Problem statement: Could you turn the entries below into a JSON list of strings, with one string per line and blank lines left out?

Records:
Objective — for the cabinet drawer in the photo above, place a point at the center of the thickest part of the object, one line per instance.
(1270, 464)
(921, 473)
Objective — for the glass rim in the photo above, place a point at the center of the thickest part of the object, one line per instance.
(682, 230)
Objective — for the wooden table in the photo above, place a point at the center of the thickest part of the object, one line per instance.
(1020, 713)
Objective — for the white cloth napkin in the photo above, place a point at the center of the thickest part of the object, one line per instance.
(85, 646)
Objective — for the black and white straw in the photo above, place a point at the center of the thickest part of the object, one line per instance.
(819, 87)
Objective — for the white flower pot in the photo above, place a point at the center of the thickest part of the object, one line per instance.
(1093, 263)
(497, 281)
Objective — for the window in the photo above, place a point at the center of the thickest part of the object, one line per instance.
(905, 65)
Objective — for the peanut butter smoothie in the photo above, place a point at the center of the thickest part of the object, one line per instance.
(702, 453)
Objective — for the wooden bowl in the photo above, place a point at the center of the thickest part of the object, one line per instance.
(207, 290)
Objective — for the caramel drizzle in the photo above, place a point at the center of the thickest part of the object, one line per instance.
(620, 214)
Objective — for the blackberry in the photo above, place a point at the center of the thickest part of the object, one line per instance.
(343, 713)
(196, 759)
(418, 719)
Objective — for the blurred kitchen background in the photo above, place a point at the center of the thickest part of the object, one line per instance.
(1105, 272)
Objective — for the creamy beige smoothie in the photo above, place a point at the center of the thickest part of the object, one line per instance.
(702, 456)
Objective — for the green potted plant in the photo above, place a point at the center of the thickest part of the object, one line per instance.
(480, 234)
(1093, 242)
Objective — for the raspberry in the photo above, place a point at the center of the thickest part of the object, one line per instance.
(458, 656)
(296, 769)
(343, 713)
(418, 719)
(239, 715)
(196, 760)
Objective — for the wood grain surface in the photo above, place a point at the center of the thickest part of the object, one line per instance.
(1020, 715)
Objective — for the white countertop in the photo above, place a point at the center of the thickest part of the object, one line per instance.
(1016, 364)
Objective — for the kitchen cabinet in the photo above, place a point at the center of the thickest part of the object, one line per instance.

Response to the task:
[
  "Objective — for the cabinet drawer in the photo above, place a point at the center of the thickest part of the object, one line per instance.",
  "(1270, 464)",
  "(921, 473)",
  "Objective — for the glass rim in the photo above, place a point at the center of the thickest part of the object, one line per instance.",
  "(682, 230)",
  "Objective — for the wooden table in the photo above, place a point at the center of the thickest part of the object, one line per instance.",
  "(1020, 713)",
  "Objective — for the white cloth napkin in the photo above, place a point at the center of the thickest part of the object, one line per instance.",
  "(85, 646)",
  "Objective — for the black and white straw in the photo above, place a point at the center of the thickest part of the object, one line per instance.",
  "(819, 87)",
  "Objective — for the white flower pot in the photo above, place a point at the center of the thickest part of the object, one line per instance.",
  "(1093, 263)",
  "(497, 281)",
  "Objective — for the window in the photo above, place a point at the center of the thickest part of the object, one line per instance.",
  "(905, 65)",
  "Objective — for the peanut butter smoothie in the photo above, place a point at the center of the thickest part of the object, one line per instance.",
  "(702, 453)",
  "Objective — for the wooden bowl in the photo above, place a point at the center of the thickest part of the object, one line per instance.",
  "(207, 290)",
  "Objective — for the caramel drizzle in the photo above, place a point at the center of the thickest part of the object, one line per instance.",
  "(620, 214)",
  "Objective — for the blackberry in the photo above, place a point at the center of the thickest part of the object, one line per instance.",
  "(343, 713)",
  "(196, 759)",
  "(418, 719)",
  "Objective — for the blurred kitchen background in the photo above, place a point at the center of the thickest part of the object, one line per instance.",
  "(1105, 272)",
  "Objective — for the creamy beige smoothie in the photo above, place a point at the center of the thickest part of the object, one line per instance.",
  "(702, 456)",
  "Objective — for the green potted plant in the photo above, place a point at the center of the thickest part of the object, one line per instance.",
  "(480, 234)",
  "(1093, 242)",
  "Objective — for the raspberry in the photo above, place a point at the center of the thickest part of the object, one line per instance.",
  "(458, 656)",
  "(296, 769)",
  "(343, 713)",
  "(418, 719)",
  "(239, 715)",
  "(196, 760)",
  "Objective — for the wood grain surface in the photo above, place a point at the center of the thickest part of the object, one line per instance.",
  "(1020, 715)",
  "Objective — for the white countertop in the photo above, place a point at the center of the thickest part of the object, one line per instance.",
  "(1016, 364)",
  "Objective — for the kitchen cabinet in the photo above, place a point at the center of the thickest part of the object, one line per instance."
]